▶ DATASET:
"""

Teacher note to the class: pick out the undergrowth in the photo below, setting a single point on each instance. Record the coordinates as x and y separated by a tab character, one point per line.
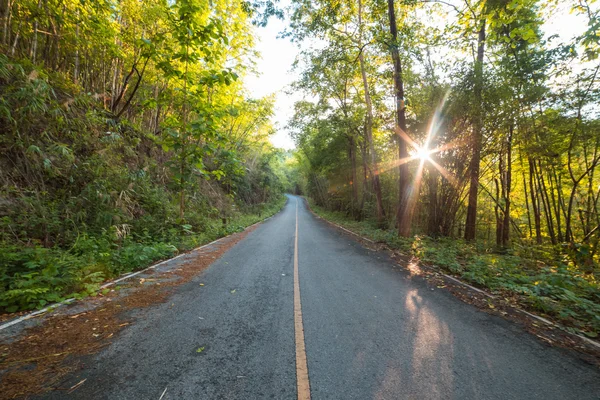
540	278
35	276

"""
"""

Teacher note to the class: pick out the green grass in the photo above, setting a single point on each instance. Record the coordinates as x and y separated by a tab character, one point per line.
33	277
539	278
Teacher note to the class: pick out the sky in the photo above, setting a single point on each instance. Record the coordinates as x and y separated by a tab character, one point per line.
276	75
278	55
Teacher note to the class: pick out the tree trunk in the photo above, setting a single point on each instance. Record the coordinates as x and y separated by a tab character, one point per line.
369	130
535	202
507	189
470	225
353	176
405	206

"""

▶ WHAT THE TASK ASKS: Identify every line in the entries above that contains the word "photo" and copy each one out. Case matters.

▶ TASK OUTPUT:
Teacher note to the class: pick out the undergrowth in the photo below, setting a single point on each instance. Record the coordinates as x and y separated by a tab character, one point per line.
Teacher note to the class: pick out the green grass in the photo above, setting a single point on each instance. Record the coordinates as x and y separated by a tab character, one point per line.
Teacher note to the class: pick out the sky in the photo above, setting a single point on each instance. Record the coordinates as x and y separated by a tab character, one point per line.
Teacher note to the class: pick out the tree trunk in the photo above, setting a single point on each instance. Record the coordinates as x and y separated by a tab character, one point per line.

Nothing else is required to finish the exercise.